ВОПРОСЫ ПО МАТЕРИАЛУ
1. Пожалуйста, перепишите дословно часть текста о Чарской, которая начинается со слов «Чарская начала печататься» и заканчивается словами «питались ее задушевностью.».
2. Определите, согласуются ли с текстом о Чарской следующие утверждения. Для каждого ответьте «да» или «нет» и приведите точную цитату из текста, которая это решает.
(a) Чарская начала печататься в 1901 году.
(b) «Княжна Джаваха» вышла отдельным изданием раньше «Записок институтки».
(c) Сборник «Голубая волна» выдержал три издания.

____ ПРИВЕДЁННЫЙ ОТРЫВОК

Чарская начала печататься в 1901 году на страницах двух журналов товарищества М. О. Вольф — для младшего и для старшего возраста. Оба выходили под одним названием «Задушевное слово» и своим широким успехом были во многом обязаны таланту Чарской, питались ее задушевностью.

Отдельным изданием «Записки институтки» вышли в 1902 году, в следующем — «Княжна Джаваха». Затем последовали: «Люда Влассовская», «Вторая Нина», «Джаваховское гнездо», «За что?», «Большой Джон», «Лесовичка», «Газават», «Паж цесаревны», «Записки сиротки», «Синие тучки», «Дом шалунов», «Лишний рот», «Сибирочка», «Дели-Акыз», «Особенная», «Гимназисты», «Бичоджан» и многие-многие другие книги, а всего сколько: восемьдесят? девяносто? Она писала и рассказы («На край света», «Электричка», «Маленький молочник», «Нуся»), и романы. И для детей, и для взрослых: «Как любят женщины», «Виновна, но…». И стихи: сборник «Голубая волна» выдержал пять изданий. И пьесы: «Лучший дар»… И пересказывала романтические легенды: «Вечера княжны Джавахи. Сказания старой Барбалэ».

________
____ ИСХОДНЫЕ ДАННЫЕ

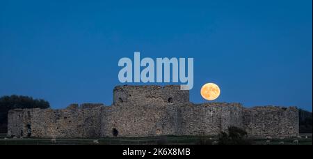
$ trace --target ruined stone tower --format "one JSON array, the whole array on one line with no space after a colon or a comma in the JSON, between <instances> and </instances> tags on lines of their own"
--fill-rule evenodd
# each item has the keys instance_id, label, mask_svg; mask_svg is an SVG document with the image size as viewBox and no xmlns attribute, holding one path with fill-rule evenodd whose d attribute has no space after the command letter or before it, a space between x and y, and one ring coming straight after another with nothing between
<instances>
[{"instance_id":1,"label":"ruined stone tower","mask_svg":"<svg viewBox=\"0 0 313 159\"><path fill-rule=\"evenodd\" d=\"M298 135L296 107L245 108L239 103L189 102L179 86L119 86L113 104L72 105L64 109L13 109L9 136L35 137L216 135L230 126L250 136Z\"/></svg>"}]
</instances>

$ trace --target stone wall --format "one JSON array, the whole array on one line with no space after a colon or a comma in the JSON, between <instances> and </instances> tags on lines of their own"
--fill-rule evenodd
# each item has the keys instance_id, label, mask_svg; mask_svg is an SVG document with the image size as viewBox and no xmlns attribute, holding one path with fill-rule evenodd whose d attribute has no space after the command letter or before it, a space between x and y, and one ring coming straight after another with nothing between
<instances>
[{"instance_id":1,"label":"stone wall","mask_svg":"<svg viewBox=\"0 0 313 159\"><path fill-rule=\"evenodd\" d=\"M26 109L8 113L8 135L35 137L217 135L230 126L250 136L298 135L295 107L245 108L239 103L189 102L179 86L123 86L113 105L83 104L64 109Z\"/></svg>"},{"instance_id":2,"label":"stone wall","mask_svg":"<svg viewBox=\"0 0 313 159\"><path fill-rule=\"evenodd\" d=\"M120 86L113 90L113 105L172 105L189 103L189 91L181 91L180 86Z\"/></svg>"},{"instance_id":3,"label":"stone wall","mask_svg":"<svg viewBox=\"0 0 313 159\"><path fill-rule=\"evenodd\" d=\"M64 109L25 109L8 112L8 135L34 137L97 137L102 105L72 105Z\"/></svg>"},{"instance_id":4,"label":"stone wall","mask_svg":"<svg viewBox=\"0 0 313 159\"><path fill-rule=\"evenodd\" d=\"M246 109L244 128L255 137L290 137L299 134L299 114L296 107L255 107Z\"/></svg>"}]
</instances>

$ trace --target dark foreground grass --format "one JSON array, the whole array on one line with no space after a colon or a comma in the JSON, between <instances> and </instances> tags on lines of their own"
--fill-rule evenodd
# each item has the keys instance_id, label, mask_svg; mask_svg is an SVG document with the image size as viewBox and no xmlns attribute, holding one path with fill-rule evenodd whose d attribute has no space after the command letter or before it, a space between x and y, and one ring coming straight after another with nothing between
<instances>
[{"instance_id":1,"label":"dark foreground grass","mask_svg":"<svg viewBox=\"0 0 313 159\"><path fill-rule=\"evenodd\" d=\"M27 138L4 139L5 134L0 134L0 145L210 145L218 141L216 137L203 136L162 136L147 137L104 137L99 139L51 139ZM97 140L98 143L95 143ZM312 145L312 134L307 138L287 139L250 139L256 145ZM298 140L298 143L295 142ZM266 142L267 141L267 142Z\"/></svg>"}]
</instances>

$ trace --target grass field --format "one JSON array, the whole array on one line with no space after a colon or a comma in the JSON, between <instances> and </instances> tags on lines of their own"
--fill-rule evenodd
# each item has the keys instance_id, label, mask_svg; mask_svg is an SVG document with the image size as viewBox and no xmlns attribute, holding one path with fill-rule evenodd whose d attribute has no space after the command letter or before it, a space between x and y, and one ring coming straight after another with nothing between
<instances>
[{"instance_id":1,"label":"grass field","mask_svg":"<svg viewBox=\"0 0 313 159\"><path fill-rule=\"evenodd\" d=\"M289 139L251 139L251 143L256 145L270 144L278 145L312 145L312 134L303 135L308 136L308 138L289 138ZM214 137L200 136L163 136L148 137L105 137L100 139L56 139L53 142L51 139L4 139L6 134L0 134L0 145L204 145L212 144L217 141ZM294 142L295 139L298 144ZM94 140L98 140L99 143L94 143ZM270 142L267 142L270 140Z\"/></svg>"}]
</instances>

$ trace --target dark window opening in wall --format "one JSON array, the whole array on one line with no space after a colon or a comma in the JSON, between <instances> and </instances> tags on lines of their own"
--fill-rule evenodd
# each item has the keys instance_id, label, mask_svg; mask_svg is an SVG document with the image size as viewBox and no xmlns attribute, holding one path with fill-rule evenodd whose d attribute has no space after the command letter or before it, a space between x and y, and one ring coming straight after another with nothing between
<instances>
[{"instance_id":1,"label":"dark window opening in wall","mask_svg":"<svg viewBox=\"0 0 313 159\"><path fill-rule=\"evenodd\" d=\"M114 137L117 137L118 135L118 130L116 130L116 128L113 128L112 130L112 133Z\"/></svg>"},{"instance_id":2,"label":"dark window opening in wall","mask_svg":"<svg viewBox=\"0 0 313 159\"><path fill-rule=\"evenodd\" d=\"M168 98L168 103L172 103L173 102L174 102L174 100L172 99L172 98Z\"/></svg>"},{"instance_id":3,"label":"dark window opening in wall","mask_svg":"<svg viewBox=\"0 0 313 159\"><path fill-rule=\"evenodd\" d=\"M27 137L31 136L31 124L27 124Z\"/></svg>"},{"instance_id":4,"label":"dark window opening in wall","mask_svg":"<svg viewBox=\"0 0 313 159\"><path fill-rule=\"evenodd\" d=\"M120 103L124 103L124 100L122 99L122 98L118 98L118 101Z\"/></svg>"}]
</instances>

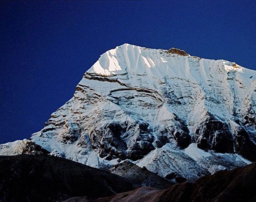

________

ОТВЕТЫ НА ЗАДАНИЯ
1.
Чарская начала печататься в 1901 году на страницах двух журналов товарищества М. О. Вольф — для младшего и для старшего возраста. Оба выходили под одним названием «Задушевное слово» и своим широким успехом были во многом обязаны таланту Чарской, питались ее задушевностью.

2.
(a) Да: «Чарская начала печататься в 1901 году».
(b) Нет: «Отдельным изданием „Записки институтки“ вышли в 1902 году, в следующем — „Княжна Джаваха“».
(c) Нет: «сборник „Голубая волна“ выдержал пять изданий».